Document passage:

*** Begin section ***

Retired Supreme Court Justice John Paul Stevens dies at 99 following stroke

The legal and political worlds in America were saddened on Tuesday when news spread of the death of a revered former associate justice of the Supreme Court.

Retired Justice John Paul Stevens was pronounced dead at age 99 due to complications from a stroke he suffered the previous day, the Supreme Court announced.

Death announcement

A statement released by the U.S. Supreme Court noted that Stevens died at a hospital in Ft. Lauderdale, Florida with his two surviving daughters by his side.

Stevens was preceded in death by two wives, a son, and a daughter. He is survived by his other two daughters and nine grandchildren. There is no word yet on funeral arrangements for the beloved jurist.

“On behalf of the Court and retired Justices, I am saddened to report that our colleague Justice John Paul Stevens has passed away,” Chief Justice John Roberts said in the statement.

“A son of the Midwest heartland and a veteran of World War II, Justice Stevens devoted his long life to public service, including 35 years on the Supreme Court. He brought to our bench an inimitable blend of kindness, humility, wisdom, and independence.”

“His unrelenting commitment to justice has left us a better nation. We extend our deepest condolences to his children Elizabeth and Susan, and to his extended family,” Roberts added.

*** End section ***

[Point localization data]
*** Begin section ***

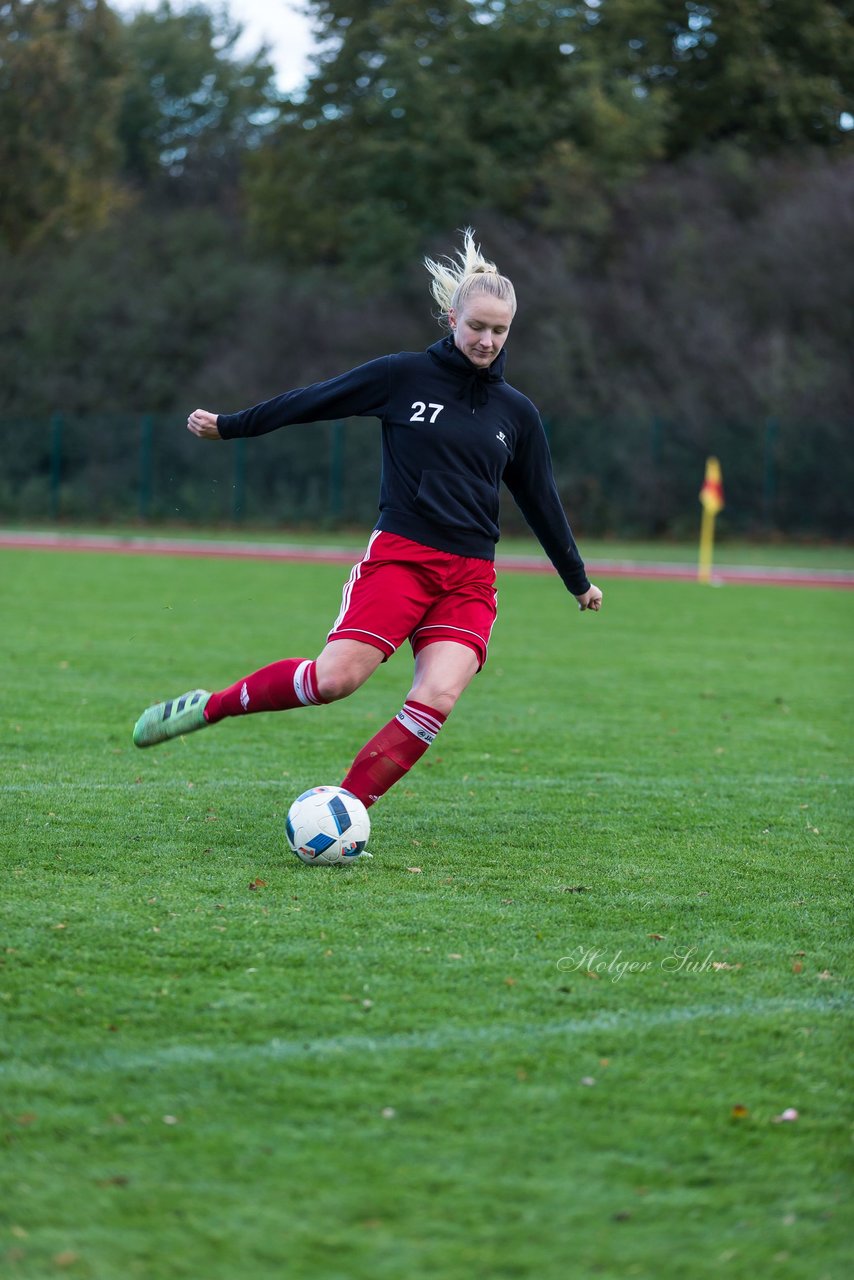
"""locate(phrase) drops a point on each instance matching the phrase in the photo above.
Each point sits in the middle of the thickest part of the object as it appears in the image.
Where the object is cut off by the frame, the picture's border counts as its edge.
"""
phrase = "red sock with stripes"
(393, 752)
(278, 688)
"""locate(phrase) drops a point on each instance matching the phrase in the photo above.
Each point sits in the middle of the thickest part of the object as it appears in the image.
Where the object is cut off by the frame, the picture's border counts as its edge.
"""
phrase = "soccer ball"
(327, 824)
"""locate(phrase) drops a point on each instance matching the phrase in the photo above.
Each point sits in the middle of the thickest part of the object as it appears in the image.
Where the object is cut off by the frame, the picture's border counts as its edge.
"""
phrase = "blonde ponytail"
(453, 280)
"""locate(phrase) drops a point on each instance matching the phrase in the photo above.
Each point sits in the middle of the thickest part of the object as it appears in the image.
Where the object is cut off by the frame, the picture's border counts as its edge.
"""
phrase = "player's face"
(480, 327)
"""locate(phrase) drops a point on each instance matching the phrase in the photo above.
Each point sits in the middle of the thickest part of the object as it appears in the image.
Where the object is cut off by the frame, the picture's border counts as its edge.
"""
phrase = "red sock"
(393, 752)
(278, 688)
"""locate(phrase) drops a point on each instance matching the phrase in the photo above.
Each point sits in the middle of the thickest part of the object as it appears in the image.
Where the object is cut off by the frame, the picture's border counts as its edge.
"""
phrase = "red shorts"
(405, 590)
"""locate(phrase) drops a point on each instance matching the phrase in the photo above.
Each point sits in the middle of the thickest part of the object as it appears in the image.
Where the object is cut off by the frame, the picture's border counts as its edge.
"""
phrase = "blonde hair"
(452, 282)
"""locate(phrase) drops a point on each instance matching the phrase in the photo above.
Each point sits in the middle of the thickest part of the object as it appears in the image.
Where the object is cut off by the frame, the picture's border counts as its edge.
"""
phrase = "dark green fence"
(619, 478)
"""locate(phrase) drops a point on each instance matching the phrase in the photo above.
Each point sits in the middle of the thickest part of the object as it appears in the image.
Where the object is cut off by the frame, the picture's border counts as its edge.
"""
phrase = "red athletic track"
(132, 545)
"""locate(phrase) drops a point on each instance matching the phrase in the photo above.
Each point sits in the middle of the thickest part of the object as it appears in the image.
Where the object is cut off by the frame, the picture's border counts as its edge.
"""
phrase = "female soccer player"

*** End section ***

Your instructions: Please copy the part of the Justice Stevens article that opens with "The legal and" and closes with "of the Supreme Court.", substituting "respected" for "revered".

Response:
The legal and political worlds in America were saddened on Tuesday when news spread of the death of a respected former associate justice of the Supreme Court.